**Zu lösende Aufgaben**
(1) Wie viel Prozent der Italienerinnen und Italiener stehen laut dem Text über Mario Monti neuesten Umfragen zufolge hinter ihm?
(2) Gib aus dem Text über Mario Monti den Abschnitt von "Von Kirstin Hausen" bis "damit entgegengebracht wird." wortgetreu aus.
(3) Führe den Text über Italiens Regierung unter Mario Monti im Anschluss an seinen letzten Satz weiter.

Durch die chronische Staatsverschuldung und Berlusconis Skandalpolitik wurde Italien sukzessive zum Statisten auf der europäischen Bühne. Nun aber ist Berlusconi weg und sein Nachfolger Mario Monti im Amt. Jetzt hofft die italienische Öffentlichkeit, den Ruf der Bunga-Bunga-Ära Berlusconis möglichst rasch abzustreifen und zur alten politischen Statur zurückzufinden.

Von Kirstin Hausen | 29.11.2011
    Drei Stehpulte, drei Mikrofone, drei Fahnen - die französische, die deutsche und die italienische. Finalmente, endlich - atmete die italienische Öffentlichkeit auf. Endlich spielt Italien wieder eine Rolle, wenn es um richtungweisende Treffen zur Zukunft Europas geht. Regierungschef Mario Monti weiß um das Vertrauen, das ihm damit entgegengebracht wird.

    "Ich danke dem Präsidenten Sarkozy und der Kanzlerin Merkel für die Einladung zu diesem Treffen. Ich persönlich, meine Regierung und das Ganze Land, sind sehr glücklich darüber. Italien ist immer ein Motor der europäischen Einigung gewesen und will es in dieser problematischen Phase erst recht wieder sein."

    Merkel, Sarkozy und Monti. Italien ist wieder an Bord. Meinungsführer wie die Tageszeitung "La Repubblica" geben dem Professor mit der sachlichen Art und dem trockenen Humor Bestnoten. Der stellvertretende Chefredakteur Massimo Giannini:

    "Was Monti alles geschafft hat auf internationalem Parkett seit Beginn der vergangenen Woche, ist schon sehr eindrucksvoll. Er hat Van Rompuy und Barroso in Brüssel getroffen, dann Merkel und Sarkozy in Straßburg. In wenigen Tagen haben wir zurückgewonnen, was wir in dreieinhalb Jahren verspielt haben."

    Das internationale Ansehen. Mario Montis unaufgeregter, seriöser Politikstil gefällt aber nicht nur im Ausland, sondern auch den Italienern selbst. Mario Monti hat neusten Umfragen zufolge 80 Prozent der Italienerinnen und Italiener hinter sich. Beispielsweise diese Mailänderin.

    ""Ich bin optimistisch, dieser Regierungswechsel war überfällig. Die Leute, die uns jetzt regieren, finde ich gut, ich glaube an sie."

    Die Erwartungen sind hoch an die Regierung Monti. Und die Probleme, die sie zu lösen hat, sind gigantisch. Staatsverschuldung, Korruption, Bürokratie, Steuerhinterziehung, und für 2012 prognostiziert die OSZE auch noch Rezession und Anstieg der Arbeitslosigkeit. Sollte Monti, wie es in italienischen Medien heißt, die Steuern heraufsetzen und Sozialmaßnahmen streichen, um den Staatshaushalt in Ordnung zu bringen, wird ihm Protest von der Straße entgegenschlagen. Italiens Studierende haben bereits einen Vorgeschmack auf das gegeben, was Italiens neuer Regierung bevorstehen könnte.

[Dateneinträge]

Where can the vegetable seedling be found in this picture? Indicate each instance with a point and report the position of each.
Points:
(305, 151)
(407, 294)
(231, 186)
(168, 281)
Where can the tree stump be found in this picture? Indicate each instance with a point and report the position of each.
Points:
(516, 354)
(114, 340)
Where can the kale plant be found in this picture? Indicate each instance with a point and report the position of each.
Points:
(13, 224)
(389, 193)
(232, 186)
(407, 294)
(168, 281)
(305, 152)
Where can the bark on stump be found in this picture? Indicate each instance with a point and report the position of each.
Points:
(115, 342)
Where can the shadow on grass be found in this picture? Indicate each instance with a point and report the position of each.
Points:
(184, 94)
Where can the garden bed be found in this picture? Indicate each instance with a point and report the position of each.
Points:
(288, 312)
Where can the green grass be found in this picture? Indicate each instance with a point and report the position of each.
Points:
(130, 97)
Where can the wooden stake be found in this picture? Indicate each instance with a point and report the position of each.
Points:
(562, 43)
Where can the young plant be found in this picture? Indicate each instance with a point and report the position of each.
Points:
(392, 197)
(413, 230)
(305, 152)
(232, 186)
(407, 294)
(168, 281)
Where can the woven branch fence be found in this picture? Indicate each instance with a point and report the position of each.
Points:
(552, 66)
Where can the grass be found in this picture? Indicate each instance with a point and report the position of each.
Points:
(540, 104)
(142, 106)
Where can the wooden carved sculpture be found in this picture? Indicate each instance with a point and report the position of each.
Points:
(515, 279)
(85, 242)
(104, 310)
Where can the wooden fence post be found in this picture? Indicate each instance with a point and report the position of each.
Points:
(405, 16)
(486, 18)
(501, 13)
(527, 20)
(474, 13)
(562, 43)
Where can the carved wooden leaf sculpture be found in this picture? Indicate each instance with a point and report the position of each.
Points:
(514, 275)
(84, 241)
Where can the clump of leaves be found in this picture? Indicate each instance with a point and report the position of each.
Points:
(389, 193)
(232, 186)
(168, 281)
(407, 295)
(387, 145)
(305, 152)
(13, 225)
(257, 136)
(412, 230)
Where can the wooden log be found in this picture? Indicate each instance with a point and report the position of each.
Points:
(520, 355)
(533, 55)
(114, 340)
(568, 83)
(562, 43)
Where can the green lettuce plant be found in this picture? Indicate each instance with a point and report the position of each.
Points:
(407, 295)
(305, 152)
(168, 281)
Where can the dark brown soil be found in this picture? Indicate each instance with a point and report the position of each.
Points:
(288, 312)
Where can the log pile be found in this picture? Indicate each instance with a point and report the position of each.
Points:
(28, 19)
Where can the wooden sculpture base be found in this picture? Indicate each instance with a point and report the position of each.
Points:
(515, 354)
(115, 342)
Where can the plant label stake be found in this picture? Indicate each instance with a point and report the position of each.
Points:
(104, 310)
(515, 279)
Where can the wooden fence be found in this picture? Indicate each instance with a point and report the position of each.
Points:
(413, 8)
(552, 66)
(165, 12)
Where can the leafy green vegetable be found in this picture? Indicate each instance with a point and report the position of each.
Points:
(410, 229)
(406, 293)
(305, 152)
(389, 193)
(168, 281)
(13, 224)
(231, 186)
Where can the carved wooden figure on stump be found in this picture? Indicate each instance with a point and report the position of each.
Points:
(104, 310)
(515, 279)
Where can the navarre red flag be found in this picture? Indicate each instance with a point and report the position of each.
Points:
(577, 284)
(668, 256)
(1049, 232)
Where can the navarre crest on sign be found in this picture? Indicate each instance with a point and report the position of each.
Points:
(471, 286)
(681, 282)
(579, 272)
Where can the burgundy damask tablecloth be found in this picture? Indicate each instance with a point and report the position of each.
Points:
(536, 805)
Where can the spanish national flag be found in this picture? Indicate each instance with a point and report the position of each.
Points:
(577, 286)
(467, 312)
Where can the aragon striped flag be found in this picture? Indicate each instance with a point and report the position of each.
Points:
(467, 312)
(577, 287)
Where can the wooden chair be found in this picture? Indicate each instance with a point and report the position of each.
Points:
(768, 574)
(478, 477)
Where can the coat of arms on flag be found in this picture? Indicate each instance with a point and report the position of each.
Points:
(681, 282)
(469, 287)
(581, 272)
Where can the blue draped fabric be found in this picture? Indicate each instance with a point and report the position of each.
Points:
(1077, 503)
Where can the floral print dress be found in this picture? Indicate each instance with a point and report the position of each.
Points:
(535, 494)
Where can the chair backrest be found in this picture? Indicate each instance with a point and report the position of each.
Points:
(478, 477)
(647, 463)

**Die Ergebnisse**
(1) 80 Prozent.

(2)
Von Kirstin Hausen | 29.11.2011
    Drei Stehpulte, drei Mikrofone, drei Fahnen - die französische, die deutsche und die italienische. Finalmente, endlich - atmete die italienische Öffentlichkeit auf. Endlich spielt Italien wieder eine Rolle, wenn es um richtungweisende Treffen zur Zukunft Europas geht. Regierungschef Mario Monti weiß um das Vertrauen, das ihm damit entgegengebracht wird.

(3)
    Sie verlangen mehr Geld für die Universitäten, und die Rücknahme einer Reform der Berlusconi-Regierung, die weniger Lehrende und weniger Lehrfächer vorsieht. Unter den Demonstranten, die in mehr als 60 italienischen Städten auf die Straße gingen, wurde auch der Ruf "Weg mit den Bankern" laut.

    Hier bahnt sich eine Zerreißprobe für die italienische Linke an. Denn während die moderat linke Demokratische Partei mit Pierluigi Bersani an der Spitze die Reformbemühungen der neuen Exekutive unterstützen will, provozieren Montis liberal-konservativen Kräfte in der Regierung den Widerstand der linken Fundamentalisten.

    Sie warnen vor der "Diktatur der Wall Street", vor einer "herzlosen Rosskur auf Kosten der kleinen Leute". Schon ist die Rede von einer höherer Mehrwertsteuer und der Wiedereinführung der ICI, jener kommunalen Steuer auf´s Eigenheim, die Silvio Berlusconi abgeschafft hatte. Sie ist in Italien, wo die Mehrheit der Bevölkerung in der eigenen Immobilie lebt, äußerst unbeliebt.

    "Bevor wir darüber sprechen, sprechen wir erst einmal über eine Vermögenssteuer"

    fordert Susanna Camusso, Generalsekretärin der CGIL, Italiens größter Gewerkschaft.

    Sie ist entschlossen, die Interessen der sechs Millionen Mitglieder aufs Schärfste zu verteidigen. Für den 3. Dezember organisiert die CGIL eine Großdemonstration in Rom.

    "Wir müssen der Regierung deutlich sagen, dass ihre Politik die Arbeit und die Schaffung von Arbeitsplätzen in den Mittelpunkt stellen muss."

    Susanna Camusso hat den Kündigungsschutz und die Renten bereits für unantastbar erklärt und befindet sich damit auf Konfrontationskurs zur Regierung. Mario Monti wird noch viel Überzeugungsarbeit leisten müssen, um Italien zu reformieren.

    Italien nach Bunga-Bunga: Jetzt ist wieder Politik gefragt.